[EXERCISE GOAL] Please revise all the entries below, replacing "one instance per line" with "each on its own line" and leaving everything else unchanged. Omit the pictures from your answer.

[EXTRACTED INFORMATION]
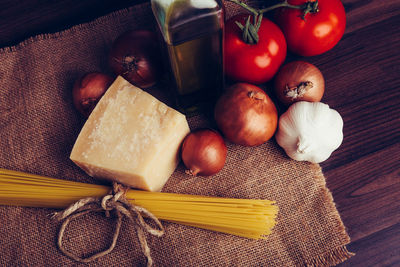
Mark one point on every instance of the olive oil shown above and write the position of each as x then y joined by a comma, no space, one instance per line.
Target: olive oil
192,31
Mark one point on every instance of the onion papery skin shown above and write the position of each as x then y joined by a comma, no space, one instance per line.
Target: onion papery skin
246,115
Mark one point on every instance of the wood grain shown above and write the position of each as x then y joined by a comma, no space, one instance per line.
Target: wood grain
362,82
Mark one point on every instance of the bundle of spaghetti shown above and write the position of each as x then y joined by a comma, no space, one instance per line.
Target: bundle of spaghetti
251,218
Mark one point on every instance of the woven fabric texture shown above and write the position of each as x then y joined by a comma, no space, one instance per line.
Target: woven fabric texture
38,127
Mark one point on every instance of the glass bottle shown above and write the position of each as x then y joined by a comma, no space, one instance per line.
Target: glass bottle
192,31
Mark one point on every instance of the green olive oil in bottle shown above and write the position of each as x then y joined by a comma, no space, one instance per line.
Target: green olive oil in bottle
193,34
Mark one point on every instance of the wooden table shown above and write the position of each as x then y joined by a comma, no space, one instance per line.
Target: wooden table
362,82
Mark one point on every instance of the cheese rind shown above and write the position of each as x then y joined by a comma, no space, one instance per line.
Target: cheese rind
131,137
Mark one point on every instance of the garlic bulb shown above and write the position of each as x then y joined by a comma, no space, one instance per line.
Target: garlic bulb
310,131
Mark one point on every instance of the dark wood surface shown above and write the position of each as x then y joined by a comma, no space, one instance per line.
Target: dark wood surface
362,82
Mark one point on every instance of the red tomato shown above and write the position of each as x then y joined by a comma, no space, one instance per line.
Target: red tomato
253,63
318,33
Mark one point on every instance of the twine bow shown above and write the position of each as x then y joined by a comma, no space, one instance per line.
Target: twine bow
117,202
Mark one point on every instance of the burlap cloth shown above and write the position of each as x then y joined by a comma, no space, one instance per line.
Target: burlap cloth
38,126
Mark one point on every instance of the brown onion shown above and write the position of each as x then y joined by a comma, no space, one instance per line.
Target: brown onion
299,81
246,115
136,56
203,152
88,90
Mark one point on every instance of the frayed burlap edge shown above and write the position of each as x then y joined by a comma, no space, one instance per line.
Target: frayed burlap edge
69,30
340,254
331,258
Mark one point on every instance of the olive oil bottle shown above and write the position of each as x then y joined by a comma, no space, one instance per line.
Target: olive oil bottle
192,31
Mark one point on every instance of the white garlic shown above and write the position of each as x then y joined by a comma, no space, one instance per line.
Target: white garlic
310,131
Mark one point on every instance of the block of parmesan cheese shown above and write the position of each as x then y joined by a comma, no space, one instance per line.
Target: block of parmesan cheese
131,137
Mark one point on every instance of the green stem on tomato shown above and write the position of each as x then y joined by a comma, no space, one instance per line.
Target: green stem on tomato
250,30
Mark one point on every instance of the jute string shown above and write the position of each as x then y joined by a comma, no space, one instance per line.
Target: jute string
116,202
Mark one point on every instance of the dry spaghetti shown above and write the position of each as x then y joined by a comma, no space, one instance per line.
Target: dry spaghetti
251,218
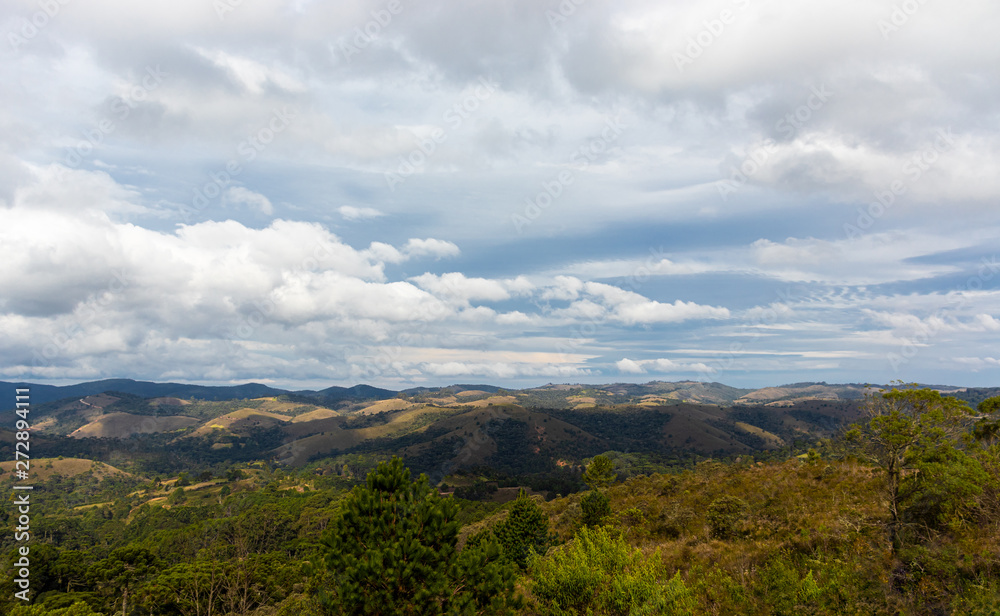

[EXPECTED OUTPUT]
Mark one point on every instance of the olive oil shown above and write the position of each as x then y joined by a comma, no space, each on its own line.
Target: olive oil
192,31
Mark one point on every instance of the onion papery skin shown above and write the position of each as x then y joined by a comma, no space, each on its own line.
Target: onion papery skin
246,115
Mark one point on every instance of the wood grain shown above and write the position of each as x then y joined by a comma, no space, each on its own line.
Target: wood grain
362,82
Mark one point on every instance of the bundle of spaghetti shown above and write the position of each as x then y joined by a comma, no space, each on its own line.
Target: bundle of spaghetti
251,218
Mark one point on every instance of the woven fabric texture shown above and write the position of each as x then y joined by a comma, no space, each on its own line.
Target: woven fabric texture
38,127
Mark one point on every instance of the glass bottle shown above and write the position of each as x then y joined by a comma, no space, each on its own line.
Target: glass bottle
192,31
Mark one point on every instance of the green olive oil in bottle shown above and write the position of each as x then y joined by a comma, no space, each on its own line.
Target: green olive oil in bottle
193,34
Mark one point on every instance of the wooden table shown above and write the position of each as x then y joined by a comma, no space, each on its own line.
Target: wooden table
362,82
Mark one point on every instance of the cheese rind shown above and write the position of each as x then y joined by a comma, no space, each on its own line.
Target: cheese rind
131,137
Mark one point on every instance of the garlic bulb shown above and write the position of each as x then y joined by a comma, no space, each on its own line.
Target: garlic bulb
310,131
Mark one point on every instance of the dark wood surface shown above and write the position of each as x then y joined by a comma, no space, each on its own line.
Target: dark wood surface
362,82
Mark one point on every instance of the red tomato shown above and write the position of each as x then y joined by a comma, no space, each on its own line.
Target: red tomato
253,63
318,33
Mark one point on every instance of the twine bow shown above and write the position of each as x then y joined by a comma, no space, each on its own line.
Target: twine bow
117,202
Mark one point on every instance of the burlap cloth shown above and write the position of each as x then y joined by a comma, no space, each on its own line.
Target: burlap cloth
38,126
Mark one point on every instance of the brown onion shown above and write the position of each as x then y joined by a comma, no space, each on its own line.
Target: brown onion
299,81
246,115
136,56
203,152
88,90
Mark one point on every instance of the frayed burlap edge shown above and write the position of each as x then y joined by a comma, no space, each on its own line.
Target: frayed burlap edge
69,30
340,254
331,258
Mark one point on every instance of the olive oil bottle shown above and write the position of each as x then y joined by a comma, no space, each on its own line.
Target: olive oil bottle
192,31
Mark one point on every instance of the white garlic shown above and write the position of each as x then y joined by a comma, no space, each on its own line.
Target: white garlic
310,131
Mark one point on every instance of the block of parmesan cheese shown above and write the position of each as x then y joined by a comma, no space, each on its own line.
Target: block of parmesan cheese
131,137
Mark one point on every instance of the green stem on tomato shown above and write the position of each as x then y joined by a comma, no space, each on its own line.
Target: green stem on tomato
250,30
Mark one point on every instance of the jute string shown above and write the position of each as x then y joined by a comma, no space, each on its own line.
Target: jute string
116,202
Mark one point on every instance of the dry spaghetti shown above and write the position of each as x then y joined by a comma, no space, each on its own line.
Target: dry spaghetti
251,218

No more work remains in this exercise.